RECORD EXCERPTS>

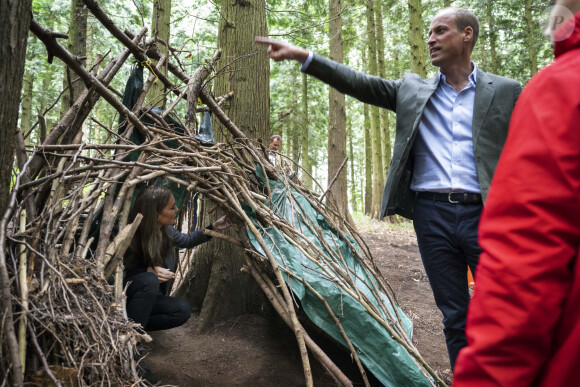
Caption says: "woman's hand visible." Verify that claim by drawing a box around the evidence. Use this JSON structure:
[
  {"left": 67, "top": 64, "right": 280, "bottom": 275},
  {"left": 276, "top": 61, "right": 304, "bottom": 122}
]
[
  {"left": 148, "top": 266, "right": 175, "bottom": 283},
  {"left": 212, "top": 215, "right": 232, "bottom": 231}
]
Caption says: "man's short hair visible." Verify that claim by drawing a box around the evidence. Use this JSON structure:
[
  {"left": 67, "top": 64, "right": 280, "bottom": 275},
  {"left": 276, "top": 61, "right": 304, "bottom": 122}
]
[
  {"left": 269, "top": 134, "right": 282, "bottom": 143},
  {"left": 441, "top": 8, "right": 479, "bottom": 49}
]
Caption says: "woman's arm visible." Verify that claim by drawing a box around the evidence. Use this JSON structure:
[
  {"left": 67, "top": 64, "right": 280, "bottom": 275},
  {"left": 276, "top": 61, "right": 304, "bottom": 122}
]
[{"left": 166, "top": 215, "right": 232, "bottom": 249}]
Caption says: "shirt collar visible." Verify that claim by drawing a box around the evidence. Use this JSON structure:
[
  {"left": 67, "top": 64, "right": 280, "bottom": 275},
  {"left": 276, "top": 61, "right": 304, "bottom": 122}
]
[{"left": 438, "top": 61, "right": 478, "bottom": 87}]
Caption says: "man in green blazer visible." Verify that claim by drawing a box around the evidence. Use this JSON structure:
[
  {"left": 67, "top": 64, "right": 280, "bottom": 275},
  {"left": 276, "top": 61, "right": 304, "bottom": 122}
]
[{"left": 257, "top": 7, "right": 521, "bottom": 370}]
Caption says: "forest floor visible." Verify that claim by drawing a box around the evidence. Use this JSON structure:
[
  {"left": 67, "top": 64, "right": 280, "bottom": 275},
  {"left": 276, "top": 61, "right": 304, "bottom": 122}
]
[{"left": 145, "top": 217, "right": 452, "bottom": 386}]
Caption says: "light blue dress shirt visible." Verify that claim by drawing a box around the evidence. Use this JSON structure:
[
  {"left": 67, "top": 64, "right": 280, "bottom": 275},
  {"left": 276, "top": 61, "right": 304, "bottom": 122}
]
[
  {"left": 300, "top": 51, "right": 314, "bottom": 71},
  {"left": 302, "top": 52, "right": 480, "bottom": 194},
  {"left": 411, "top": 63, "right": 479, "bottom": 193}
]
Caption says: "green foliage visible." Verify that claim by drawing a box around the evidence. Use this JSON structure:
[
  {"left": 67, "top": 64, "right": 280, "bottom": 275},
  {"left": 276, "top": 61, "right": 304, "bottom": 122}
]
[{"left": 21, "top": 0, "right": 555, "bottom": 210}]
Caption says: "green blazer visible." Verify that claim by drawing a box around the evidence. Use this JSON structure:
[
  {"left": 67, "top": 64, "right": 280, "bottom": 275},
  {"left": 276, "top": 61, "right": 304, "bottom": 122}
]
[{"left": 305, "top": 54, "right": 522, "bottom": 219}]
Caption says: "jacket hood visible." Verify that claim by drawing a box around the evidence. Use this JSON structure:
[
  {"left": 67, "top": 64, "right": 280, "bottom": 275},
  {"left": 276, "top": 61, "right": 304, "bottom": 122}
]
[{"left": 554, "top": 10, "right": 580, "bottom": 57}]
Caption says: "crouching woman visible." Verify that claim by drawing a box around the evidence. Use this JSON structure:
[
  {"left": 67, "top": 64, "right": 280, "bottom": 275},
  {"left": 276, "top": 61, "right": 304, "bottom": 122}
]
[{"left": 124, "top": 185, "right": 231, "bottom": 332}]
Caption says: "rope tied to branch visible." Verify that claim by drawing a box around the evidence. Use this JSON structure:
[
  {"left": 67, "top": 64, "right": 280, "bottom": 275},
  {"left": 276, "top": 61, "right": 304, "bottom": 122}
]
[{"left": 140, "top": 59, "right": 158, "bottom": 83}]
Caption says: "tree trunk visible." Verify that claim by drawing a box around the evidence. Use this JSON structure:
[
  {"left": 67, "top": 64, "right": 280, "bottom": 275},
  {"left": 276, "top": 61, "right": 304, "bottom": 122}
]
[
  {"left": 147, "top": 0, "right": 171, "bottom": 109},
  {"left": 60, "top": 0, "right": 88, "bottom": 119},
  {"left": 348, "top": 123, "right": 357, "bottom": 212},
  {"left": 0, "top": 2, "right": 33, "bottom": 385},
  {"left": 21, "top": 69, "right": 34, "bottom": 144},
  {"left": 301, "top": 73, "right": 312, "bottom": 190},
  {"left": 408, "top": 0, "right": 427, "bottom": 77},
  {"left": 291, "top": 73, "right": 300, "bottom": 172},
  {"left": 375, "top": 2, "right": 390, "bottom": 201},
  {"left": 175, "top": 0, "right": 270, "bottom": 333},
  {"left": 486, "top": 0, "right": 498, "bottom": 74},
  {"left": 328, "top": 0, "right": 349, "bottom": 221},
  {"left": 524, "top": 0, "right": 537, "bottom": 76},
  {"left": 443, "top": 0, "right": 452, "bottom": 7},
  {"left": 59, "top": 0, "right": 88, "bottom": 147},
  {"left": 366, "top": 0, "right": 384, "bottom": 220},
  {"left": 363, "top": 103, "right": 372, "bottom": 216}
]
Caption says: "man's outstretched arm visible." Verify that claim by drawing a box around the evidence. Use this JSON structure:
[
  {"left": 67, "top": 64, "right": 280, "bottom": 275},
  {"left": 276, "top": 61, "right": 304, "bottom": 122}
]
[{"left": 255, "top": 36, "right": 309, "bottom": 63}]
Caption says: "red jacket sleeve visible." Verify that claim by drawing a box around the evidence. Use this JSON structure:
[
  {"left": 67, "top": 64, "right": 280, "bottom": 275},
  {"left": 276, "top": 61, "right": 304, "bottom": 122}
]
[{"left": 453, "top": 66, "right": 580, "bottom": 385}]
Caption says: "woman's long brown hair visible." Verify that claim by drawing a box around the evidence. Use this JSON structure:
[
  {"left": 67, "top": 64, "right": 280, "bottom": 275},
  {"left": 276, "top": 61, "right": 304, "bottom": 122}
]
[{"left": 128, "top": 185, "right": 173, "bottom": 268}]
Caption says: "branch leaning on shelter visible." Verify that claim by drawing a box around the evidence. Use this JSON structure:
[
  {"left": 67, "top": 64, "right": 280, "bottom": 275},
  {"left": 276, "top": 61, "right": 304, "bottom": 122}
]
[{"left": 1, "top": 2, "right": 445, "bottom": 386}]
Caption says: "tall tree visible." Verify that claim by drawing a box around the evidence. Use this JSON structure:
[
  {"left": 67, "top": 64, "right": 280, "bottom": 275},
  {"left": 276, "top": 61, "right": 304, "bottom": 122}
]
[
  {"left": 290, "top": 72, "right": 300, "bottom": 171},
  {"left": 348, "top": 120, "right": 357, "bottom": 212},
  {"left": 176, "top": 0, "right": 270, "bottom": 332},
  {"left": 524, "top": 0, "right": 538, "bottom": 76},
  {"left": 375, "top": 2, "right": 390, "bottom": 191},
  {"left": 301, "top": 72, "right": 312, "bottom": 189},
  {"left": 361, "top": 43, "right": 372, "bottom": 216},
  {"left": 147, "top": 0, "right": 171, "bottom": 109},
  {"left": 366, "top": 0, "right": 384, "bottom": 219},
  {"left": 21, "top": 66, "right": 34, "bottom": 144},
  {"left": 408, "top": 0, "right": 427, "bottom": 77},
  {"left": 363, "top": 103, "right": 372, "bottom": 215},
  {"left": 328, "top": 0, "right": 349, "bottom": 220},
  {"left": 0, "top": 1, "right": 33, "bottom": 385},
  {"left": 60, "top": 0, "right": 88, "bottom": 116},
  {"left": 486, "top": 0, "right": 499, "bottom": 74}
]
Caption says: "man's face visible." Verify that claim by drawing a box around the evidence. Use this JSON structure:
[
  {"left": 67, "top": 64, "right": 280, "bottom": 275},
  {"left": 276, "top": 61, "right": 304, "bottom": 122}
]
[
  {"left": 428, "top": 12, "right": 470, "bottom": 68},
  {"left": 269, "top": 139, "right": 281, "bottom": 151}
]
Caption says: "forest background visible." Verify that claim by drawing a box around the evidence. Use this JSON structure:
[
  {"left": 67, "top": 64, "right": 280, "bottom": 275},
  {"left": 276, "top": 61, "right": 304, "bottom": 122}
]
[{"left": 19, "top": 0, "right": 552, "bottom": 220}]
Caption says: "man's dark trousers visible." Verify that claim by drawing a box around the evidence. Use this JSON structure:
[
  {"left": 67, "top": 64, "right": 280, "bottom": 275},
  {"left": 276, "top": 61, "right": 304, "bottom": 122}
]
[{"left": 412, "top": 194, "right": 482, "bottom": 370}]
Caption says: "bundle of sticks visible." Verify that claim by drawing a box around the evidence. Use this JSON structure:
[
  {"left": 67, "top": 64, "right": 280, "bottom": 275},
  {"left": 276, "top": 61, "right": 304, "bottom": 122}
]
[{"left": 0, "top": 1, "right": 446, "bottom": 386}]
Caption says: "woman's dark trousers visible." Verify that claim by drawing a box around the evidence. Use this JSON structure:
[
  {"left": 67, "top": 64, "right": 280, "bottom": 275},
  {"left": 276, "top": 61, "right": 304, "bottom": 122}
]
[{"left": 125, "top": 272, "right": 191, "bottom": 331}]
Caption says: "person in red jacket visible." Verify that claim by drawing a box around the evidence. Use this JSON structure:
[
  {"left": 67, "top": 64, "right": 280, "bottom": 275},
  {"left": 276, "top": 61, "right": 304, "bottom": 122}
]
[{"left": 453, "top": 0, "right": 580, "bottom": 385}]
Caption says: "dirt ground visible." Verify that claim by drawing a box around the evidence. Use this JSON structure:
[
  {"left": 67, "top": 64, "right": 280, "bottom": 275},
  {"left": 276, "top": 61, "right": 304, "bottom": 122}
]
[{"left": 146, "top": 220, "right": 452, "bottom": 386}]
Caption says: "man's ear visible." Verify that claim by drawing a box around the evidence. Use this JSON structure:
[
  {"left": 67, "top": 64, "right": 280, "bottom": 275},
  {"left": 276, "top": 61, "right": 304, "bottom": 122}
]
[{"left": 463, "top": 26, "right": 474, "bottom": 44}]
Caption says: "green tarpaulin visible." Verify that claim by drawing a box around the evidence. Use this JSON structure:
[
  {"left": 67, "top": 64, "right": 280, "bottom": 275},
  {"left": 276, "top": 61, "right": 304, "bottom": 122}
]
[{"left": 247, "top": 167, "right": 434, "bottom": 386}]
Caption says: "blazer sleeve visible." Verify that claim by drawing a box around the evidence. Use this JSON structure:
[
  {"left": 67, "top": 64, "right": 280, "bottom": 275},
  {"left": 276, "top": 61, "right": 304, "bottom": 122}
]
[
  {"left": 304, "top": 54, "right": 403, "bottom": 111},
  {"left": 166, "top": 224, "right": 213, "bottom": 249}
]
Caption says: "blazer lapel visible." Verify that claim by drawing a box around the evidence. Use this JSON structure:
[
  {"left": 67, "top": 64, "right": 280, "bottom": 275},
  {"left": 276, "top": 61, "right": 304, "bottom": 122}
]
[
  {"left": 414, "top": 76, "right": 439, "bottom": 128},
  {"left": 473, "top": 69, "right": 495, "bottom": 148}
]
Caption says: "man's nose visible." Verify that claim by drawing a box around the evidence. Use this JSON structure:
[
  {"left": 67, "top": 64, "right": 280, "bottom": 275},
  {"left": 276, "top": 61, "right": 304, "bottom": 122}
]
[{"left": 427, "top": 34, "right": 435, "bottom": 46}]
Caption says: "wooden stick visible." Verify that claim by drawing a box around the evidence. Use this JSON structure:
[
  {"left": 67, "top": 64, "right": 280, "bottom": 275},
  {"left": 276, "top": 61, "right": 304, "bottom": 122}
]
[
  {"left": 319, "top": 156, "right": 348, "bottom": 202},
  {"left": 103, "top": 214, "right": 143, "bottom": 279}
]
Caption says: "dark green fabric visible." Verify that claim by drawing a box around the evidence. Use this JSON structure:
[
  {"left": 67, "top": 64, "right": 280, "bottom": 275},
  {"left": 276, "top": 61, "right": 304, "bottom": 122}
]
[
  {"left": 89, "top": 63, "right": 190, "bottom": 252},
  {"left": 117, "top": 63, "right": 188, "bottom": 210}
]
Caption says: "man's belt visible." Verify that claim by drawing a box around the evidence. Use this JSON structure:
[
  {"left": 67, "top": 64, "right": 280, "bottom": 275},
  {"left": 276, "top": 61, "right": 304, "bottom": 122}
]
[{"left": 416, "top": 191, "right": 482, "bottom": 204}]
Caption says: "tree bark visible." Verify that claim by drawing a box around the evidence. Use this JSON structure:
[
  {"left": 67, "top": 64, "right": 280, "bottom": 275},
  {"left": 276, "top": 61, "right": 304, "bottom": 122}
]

ASSIGNED TASK>
Among the lines above, which ones hold the string "jacket"? Show them.

EXERCISE ANSWER>
Caption says: "jacket hood visible." Verify that claim by drawing a box around the evidence. Use this JSON structure:
Caption says: "red jacket sleeve visible." Verify that claim by drawing a box around the evidence. Use this JSON structure:
Caption says: "person in red jacket visible." Verify that claim by drawing a box around the evidence. Use this JSON structure:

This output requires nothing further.